* _WHAT THE TASK REQUIRES_:
Recast every line of the items below as a single JSON list of strings, one string per line, and leave out any blank lines.

* _Data entries_:
━━━

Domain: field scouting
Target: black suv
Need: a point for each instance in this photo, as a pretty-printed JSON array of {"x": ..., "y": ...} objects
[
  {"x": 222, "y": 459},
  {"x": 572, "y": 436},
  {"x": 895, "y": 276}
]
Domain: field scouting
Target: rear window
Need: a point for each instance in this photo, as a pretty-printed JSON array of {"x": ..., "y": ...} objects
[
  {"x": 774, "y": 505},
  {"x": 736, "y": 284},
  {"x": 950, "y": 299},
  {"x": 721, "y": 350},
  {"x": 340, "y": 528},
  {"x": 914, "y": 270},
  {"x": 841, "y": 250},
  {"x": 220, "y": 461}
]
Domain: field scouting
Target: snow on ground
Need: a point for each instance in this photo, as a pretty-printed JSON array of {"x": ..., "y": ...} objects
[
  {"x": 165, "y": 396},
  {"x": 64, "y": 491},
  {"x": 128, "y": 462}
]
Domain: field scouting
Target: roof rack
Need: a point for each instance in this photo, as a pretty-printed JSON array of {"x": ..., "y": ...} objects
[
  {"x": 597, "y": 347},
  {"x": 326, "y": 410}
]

━━━

* _ANSWER TO THIS TASK_:
[
  "Domain: field scouting",
  "Target: black suv",
  "Need: a point for each instance in this photo, as a pretty-printed JSON array of {\"x\": ..., \"y\": ...} objects",
  "[",
  "  {\"x\": 222, \"y\": 459},",
  "  {\"x\": 572, \"y\": 436},",
  "  {\"x\": 895, \"y\": 276}",
  "]",
  "Domain: field scouting",
  "Target: rear window",
  "Need: a point for each instance in this photo, as a pretty-printed JSON array of {\"x\": ..., \"y\": ...} objects",
  "[",
  "  {\"x\": 774, \"y\": 505},",
  "  {\"x\": 736, \"y\": 284},",
  "  {\"x\": 950, \"y\": 299},",
  "  {\"x\": 721, \"y\": 350},",
  "  {\"x\": 340, \"y\": 528},",
  "  {\"x\": 914, \"y\": 270},",
  "  {\"x\": 841, \"y\": 250},",
  "  {\"x\": 220, \"y\": 461}",
  "]",
  "Domain: field scouting",
  "Target: snow on ground",
  "Need: a point for each instance in this photo, as a pretty-printed JSON array of {\"x\": ..., \"y\": ...} objects",
  "[",
  "  {\"x\": 165, \"y\": 396},",
  "  {\"x\": 64, \"y\": 491},",
  "  {\"x\": 128, \"y\": 462}",
  "]",
  "Domain: field scouting",
  "Target: roof rack",
  "Need: a point for each instance in this photo, as a pretty-printed JSON array of {\"x\": ..., \"y\": ...} objects",
  "[",
  "  {\"x\": 597, \"y\": 347},",
  "  {\"x\": 326, \"y\": 410}",
  "]"
]